Text segment:
···
Incomes even a dollar above the poverty line are not considered “officially poor” and are ineligible for welfare. Government agencies hold the power to draw the poverty line, they can change the definition of poverty. By changing the definition, the amount of people who are considered “poor” can either decrease or increase. Where the poverty line is drawn is dependent on numbers and these numbers determine who the “poor” are. Drawing the poverty line is a serious task that influences a large population. The definition we use for the poverty line

“determines who will receive aid and who will not” -Social Problems, A Down To Earth Approach by Henslin

The way poverty is defined is impactful and holds serious consequences that are very real to people. Where we draw the line of who is “poor” and who is not, roots many other social problems.

PROBLEMS WITH THE POVERTY LINE

One problem with the poverty line is that it is not adjustable according to different costs of living. Sociologist William Julius Wilson and Patria Ruggles have criticized the poverty line to be be stuck in a time warp. They have

“pointed out that food preferences and cooking patterns have changed since the 1960s, but not the government’s definition of poverty” -Social Problems, A Down To Earth Approach by Henslin

The government’s definition of poverty had relatively stayed the same without evolving with time, this translates to many problems. The poverty line does not adjust for different living costs. The costs to live in San Francisco, California is much more than a small town in Idaho,

“the poverty line does not distinguish between urban and rural families” -Social Problems, A Down To Earth Approach by Henslin

The Census Bureau has recently addressed this and have developed alternative measurements. Although the largest problem has yet to change, which is the official line that strictly separates the “poor” form the “non-poor.” Poverty is also the root to many social problems, it is connected to prostitution, rape, murder, and drug abuse. The government’s definition of poverty is attached to many consequences.

POVERTY LINE PROBLEMS ILLUSTRATED BY GRAPHIC JOURNALIST ANDY WARNER

DIFFERENT SOCIAL THEORIES

Different social theorist comment on the concept of poverty. Symbolic Interactionists stress that the meaning of poverty changes as social conditions change. They believe poverty is best understood through relativity. The way people viewed poverty in the 1700s was extremely different than how people view it today. Symbolic Interactionists state that poverty was once a personal problem and not a social problem like it is now. On the contrary, functionalist believe that poverty is necessary to society’s well being. They believe that society depends on income inequality. Conflict theorist comment more on why the poor are poor. They compare the inequality of wealth between the poor and rich. Conflict theorists believe the problems of the poor are due to their deprived position in a system of stratification Each theoretical approach shows a different understanding on the concept of poverty.

SOURCES

1. Sampson, Robert J. (2005) Toward a theory of race, crime, and urban inequality. N.p.: Olley N, Print.

2. Solomon Zena Walelign, Mariève Pouliot, Helle Overgaard Larsen, Carsten Smith-Hall. (2017) Combining Household Income and Asset Data to Identify Livelihood Strategies and Their Dynamics. Journal of Development Studies 53:6, pages 769-787.

3. Samuel Mburu, Steffen Otterbach, Alfonso Sousa-Poza, Andrew Mude. (2017) Income and Asset Poverty among Pastoralists in Northern Kenya. Journal of Development Studies 53:6, pages 971-986.

4. Social Problems, A Down To Earth Approach 11/e (James M. Henslin, 2014, 1012, 2010 by Pearson Education)

5. Proctor, Bernadette D. et al. 2015. ”Income and Poverty in the United States: 2015,” U.S. Census Bureau.

6. "UC Davis Center for Poverty Research." What is the current poverty rate in the United States? N.p., n.d. Web. Mar. 2017.

7. Shildrick, Tracy, and Jessica Rucell. Sociological Perspectives on Poverty | JRF. N.p., n.d. Web. March 2017.

8. 11 Facts About Education and Poverty in America ... N.p., n.d. Web. March 2017.

9. "Poverty Line Problems: The History of an Outdated ..." N.p., n.d. Web. Mar. 2017.
···
How to complete this task: Update the poverty line text starting at "3. Samuel Mburu, Steffen" and ending at "53:6, pages 971-986.": write that passage out again, putting "Southern Ethiopia" in place of "Northern Kenya".
···
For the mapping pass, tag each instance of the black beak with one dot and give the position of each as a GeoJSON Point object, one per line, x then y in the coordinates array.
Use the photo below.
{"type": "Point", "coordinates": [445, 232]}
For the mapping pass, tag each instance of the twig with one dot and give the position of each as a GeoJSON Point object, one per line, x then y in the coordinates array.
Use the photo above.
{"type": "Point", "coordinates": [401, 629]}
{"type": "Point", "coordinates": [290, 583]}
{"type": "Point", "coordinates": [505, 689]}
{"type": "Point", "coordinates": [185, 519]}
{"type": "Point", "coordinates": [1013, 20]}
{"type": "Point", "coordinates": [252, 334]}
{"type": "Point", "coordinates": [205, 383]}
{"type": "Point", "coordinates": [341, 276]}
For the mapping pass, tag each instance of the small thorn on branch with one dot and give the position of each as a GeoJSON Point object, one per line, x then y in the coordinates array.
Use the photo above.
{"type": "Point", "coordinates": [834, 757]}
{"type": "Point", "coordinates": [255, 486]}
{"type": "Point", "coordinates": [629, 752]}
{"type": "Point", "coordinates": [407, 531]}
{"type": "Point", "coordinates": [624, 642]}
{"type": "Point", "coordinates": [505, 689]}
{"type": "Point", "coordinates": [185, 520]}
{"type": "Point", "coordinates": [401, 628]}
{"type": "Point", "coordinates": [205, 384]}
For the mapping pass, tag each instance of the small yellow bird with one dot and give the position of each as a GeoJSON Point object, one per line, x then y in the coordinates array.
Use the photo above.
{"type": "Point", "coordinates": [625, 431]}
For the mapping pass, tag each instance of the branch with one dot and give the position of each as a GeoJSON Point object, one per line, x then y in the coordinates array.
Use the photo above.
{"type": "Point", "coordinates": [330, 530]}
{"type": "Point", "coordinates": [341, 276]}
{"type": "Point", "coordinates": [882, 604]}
···
Solution to the exercise:
3. Samuel Mburu, Steffen Otterbach, Alfonso Sousa-Poza, Andrew Mude. (2017) Income and Asset Poverty among Pastoralists in Southern Ethiopia. Journal of Development Studies 53:6, pages 971-986.